### SUPPLIED RECORDS
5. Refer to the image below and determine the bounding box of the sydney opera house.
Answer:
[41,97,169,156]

---

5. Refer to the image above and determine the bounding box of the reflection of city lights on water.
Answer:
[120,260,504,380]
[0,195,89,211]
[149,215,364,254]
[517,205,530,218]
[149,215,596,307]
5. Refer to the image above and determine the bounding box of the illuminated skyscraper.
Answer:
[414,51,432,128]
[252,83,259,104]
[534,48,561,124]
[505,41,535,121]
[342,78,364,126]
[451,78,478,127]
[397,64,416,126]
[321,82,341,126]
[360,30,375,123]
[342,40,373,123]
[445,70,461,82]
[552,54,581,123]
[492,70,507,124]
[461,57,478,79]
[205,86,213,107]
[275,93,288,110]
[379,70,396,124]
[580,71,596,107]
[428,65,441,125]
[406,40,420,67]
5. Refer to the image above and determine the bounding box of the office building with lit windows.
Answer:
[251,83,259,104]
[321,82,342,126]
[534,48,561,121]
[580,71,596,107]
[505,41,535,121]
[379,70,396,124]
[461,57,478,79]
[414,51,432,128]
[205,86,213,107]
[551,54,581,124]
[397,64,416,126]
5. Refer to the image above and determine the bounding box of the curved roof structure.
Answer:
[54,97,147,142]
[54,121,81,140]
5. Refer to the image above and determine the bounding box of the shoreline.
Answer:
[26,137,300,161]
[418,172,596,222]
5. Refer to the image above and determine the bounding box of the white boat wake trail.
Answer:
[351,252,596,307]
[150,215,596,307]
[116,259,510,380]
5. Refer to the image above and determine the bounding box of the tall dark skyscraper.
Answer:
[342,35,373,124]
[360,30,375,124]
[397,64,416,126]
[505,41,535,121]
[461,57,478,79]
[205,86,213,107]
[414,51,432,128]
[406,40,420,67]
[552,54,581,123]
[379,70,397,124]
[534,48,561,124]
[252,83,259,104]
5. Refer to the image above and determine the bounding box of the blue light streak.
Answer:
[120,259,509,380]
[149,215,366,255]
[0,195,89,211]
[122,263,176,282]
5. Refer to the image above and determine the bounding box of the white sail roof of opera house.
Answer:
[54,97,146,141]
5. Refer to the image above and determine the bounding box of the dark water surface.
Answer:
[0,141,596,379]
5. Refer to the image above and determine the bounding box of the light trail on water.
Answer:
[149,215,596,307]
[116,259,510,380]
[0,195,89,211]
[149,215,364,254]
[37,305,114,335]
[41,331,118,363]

### WHAT THE EXERCISE ASKS
Pick out each line of the material that contains the word "skyscraper" and copy it out in full.

### RESPONSE BELOW
5. Refer to the image above and determine the bounding box of the illuminated skyscraper.
5. Refer to the image above and determine the bounding box of the tall dark skyscraper.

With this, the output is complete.